### WHAT IS NEEDED
Write out the entries below once more, exactly.

Items from a dataset:
□ □ □ □

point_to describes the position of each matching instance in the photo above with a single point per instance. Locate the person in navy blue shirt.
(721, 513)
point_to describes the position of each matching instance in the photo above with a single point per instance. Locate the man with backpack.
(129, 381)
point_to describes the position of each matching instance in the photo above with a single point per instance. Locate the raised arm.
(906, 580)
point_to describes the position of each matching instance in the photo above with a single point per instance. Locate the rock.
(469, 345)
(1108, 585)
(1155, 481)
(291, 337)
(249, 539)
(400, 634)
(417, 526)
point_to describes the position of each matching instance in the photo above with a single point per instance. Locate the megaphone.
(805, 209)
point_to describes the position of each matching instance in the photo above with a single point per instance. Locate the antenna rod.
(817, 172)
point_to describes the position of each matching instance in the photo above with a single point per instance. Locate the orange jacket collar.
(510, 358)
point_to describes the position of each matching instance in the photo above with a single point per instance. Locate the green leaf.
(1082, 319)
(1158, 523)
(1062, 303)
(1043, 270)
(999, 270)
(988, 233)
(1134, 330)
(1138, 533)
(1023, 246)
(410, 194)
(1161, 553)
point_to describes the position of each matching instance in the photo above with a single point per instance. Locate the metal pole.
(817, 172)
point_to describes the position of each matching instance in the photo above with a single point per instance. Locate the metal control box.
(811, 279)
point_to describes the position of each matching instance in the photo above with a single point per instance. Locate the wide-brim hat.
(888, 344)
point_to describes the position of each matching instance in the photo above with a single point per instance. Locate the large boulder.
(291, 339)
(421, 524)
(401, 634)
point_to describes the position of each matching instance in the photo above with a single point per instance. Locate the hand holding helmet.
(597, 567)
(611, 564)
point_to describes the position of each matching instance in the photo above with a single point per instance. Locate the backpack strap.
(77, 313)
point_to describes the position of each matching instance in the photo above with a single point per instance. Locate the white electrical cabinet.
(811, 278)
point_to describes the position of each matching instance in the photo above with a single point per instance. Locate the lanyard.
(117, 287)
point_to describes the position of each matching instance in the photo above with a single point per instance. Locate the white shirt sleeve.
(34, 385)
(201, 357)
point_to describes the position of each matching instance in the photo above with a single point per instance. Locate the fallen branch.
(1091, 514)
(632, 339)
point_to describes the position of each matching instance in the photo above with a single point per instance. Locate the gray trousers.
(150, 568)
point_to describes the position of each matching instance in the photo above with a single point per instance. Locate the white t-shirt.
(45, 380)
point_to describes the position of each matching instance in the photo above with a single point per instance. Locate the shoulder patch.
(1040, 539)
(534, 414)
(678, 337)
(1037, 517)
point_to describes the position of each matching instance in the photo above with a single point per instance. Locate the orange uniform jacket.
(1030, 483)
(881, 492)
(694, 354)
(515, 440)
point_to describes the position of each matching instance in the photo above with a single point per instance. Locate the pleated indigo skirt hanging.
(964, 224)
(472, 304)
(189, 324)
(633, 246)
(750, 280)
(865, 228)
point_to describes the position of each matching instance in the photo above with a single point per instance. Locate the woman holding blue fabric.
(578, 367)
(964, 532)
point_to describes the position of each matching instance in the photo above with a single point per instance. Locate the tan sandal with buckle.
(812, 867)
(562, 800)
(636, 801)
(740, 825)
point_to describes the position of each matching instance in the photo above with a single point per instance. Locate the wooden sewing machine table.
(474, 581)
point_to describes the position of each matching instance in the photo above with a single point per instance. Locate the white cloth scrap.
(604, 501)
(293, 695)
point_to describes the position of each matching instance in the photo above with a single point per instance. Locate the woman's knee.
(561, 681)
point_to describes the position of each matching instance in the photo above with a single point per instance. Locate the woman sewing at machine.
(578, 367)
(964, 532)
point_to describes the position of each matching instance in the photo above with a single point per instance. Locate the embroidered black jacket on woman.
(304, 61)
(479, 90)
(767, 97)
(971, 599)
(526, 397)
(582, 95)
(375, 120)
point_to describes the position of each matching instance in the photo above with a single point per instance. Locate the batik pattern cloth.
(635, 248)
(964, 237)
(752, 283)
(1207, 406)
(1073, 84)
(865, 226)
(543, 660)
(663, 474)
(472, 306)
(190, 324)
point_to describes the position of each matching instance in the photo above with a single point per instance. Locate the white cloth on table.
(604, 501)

□ □ □ □

### FINAL ANSWER
point_to describes the position of each matching instance in the photo above with a single point per instance. Locate the person in navy blue shirt.
(721, 513)
point_to describes the position of each matching instance in the photo above with a single point per instance. Locate the man with backpack.
(129, 381)
point_to describes the position of each matching instance in the photo above with a single point per instance. Locate the raised arm.
(906, 580)
point_to describes the position of each matching instance in the photo above with a single point per instance. Locate the rock.
(469, 345)
(1108, 585)
(1155, 481)
(291, 337)
(249, 539)
(400, 634)
(417, 526)
point_to describes the position of each matching instance in the photo above with a single point per instance. Locate the megaphone.
(805, 209)
point_to describes the position of each matching instance in the photo above with a single point per instance. Locate the antenna rod.
(817, 172)
point_to describes the position of each matching instance in the photo above with a single point per instance. Locate the orange jacket collar.
(510, 358)
point_to describes the position of each matching instance in the photo above with a single point per instance. Locate the green leaf.
(1082, 319)
(1158, 523)
(1062, 303)
(1043, 270)
(999, 270)
(988, 233)
(1134, 330)
(1138, 533)
(1023, 246)
(410, 194)
(1161, 553)
point_to describes the position of each matching instance in the photo above with a single point per instance. Locate the metal pole.
(817, 172)
point_to describes the position of each matching instance in the photo above with a single point per instance. Locate the metal control box.
(811, 279)
point_to describes the position of each matching instance in the photo above with a single point per instance. Locate the wide-brim hat.
(888, 344)
point_to describes the position of each matching instance in the photo above with a single point per instance. Locate the large boulder.
(291, 339)
(421, 524)
(401, 634)
point_to describes the position of each matching instance in the photo above with a single point per instance. Locate the hand holding helmet.
(597, 567)
(611, 564)
point_to describes the position of each matching instance in the photo above with a single point per instance. Locate the backpack strap.
(77, 313)
point_to describes the position of each matching instance in the photo above with a single point per instance. Locate the white electrical cabinet.
(811, 278)
point_to describes the position of each matching instance in the photo above with a single point per instance. Locate the lanyard.
(117, 287)
point_to describes the position of each matching instance in the photo above with a single point per instance. Locate the white shirt sleeve.
(34, 385)
(201, 357)
point_to describes the position of each matching instance in the photo above with a single point per instance. Locate the fallen branch.
(1091, 514)
(632, 339)
point_to describes the position of each matching instance in the photo above with a single point per instance. Locate the gray trousers.
(150, 568)
point_to describes the position of each matching instance in the photo above with a single point per instance. Locate the white t-shirt.
(45, 380)
point_to describes the position of each matching instance in the photo above with a single point per instance. Locate the shoulder patch.
(1040, 539)
(534, 414)
(678, 337)
(1037, 517)
point_to describes the position of each matching instance in the photo above with a single point per instance. Locate the orange uniform jacket.
(1030, 483)
(881, 492)
(694, 354)
(515, 440)
point_to describes the position of each matching instance in the photo above with a single point per instance. Locate the pleated indigo skirt hanging.
(964, 224)
(472, 304)
(189, 324)
(633, 246)
(750, 280)
(865, 228)
point_to describes the position of each matching instance in the photo above with a single point per instance. Locate the woman holding blue fabric.
(578, 367)
(964, 532)
point_to describes the position of each matching instance in the photo above with a single point per instance. Locate the tan sandal with buckle.
(812, 867)
(562, 800)
(636, 801)
(740, 825)
point_to describes the position of each matching instance in the photo above with a single point per instance. Locate the wooden sewing machine table.
(474, 581)
point_to describes the position of each matching instance in the photo above with a single point per instance. Locate the white cloth scrap.
(604, 501)
(293, 695)
point_to describes the position of each matching instance in the photo above with a single point per instance. Locate the woman's knee.
(561, 681)
point_to describes the position of each matching instance in the photo above with a single point per instance. Locate the woman sewing at machine.
(578, 367)
(964, 532)
point_to describes the position of each matching instance in the photo above with a single point per instance. Locate the embroidered black jacket on woman.
(304, 61)
(479, 90)
(767, 97)
(971, 599)
(526, 397)
(582, 95)
(375, 120)
point_to describes the position of each matching instance in the photo above with a single point per instance. Locate the batik pattern cloth.
(635, 248)
(964, 237)
(752, 283)
(1207, 406)
(1073, 84)
(865, 226)
(543, 660)
(663, 474)
(472, 306)
(190, 324)
point_to describes the position of each matching instance in the photo above with a single point per instance. Locate the white cloth on table.
(604, 501)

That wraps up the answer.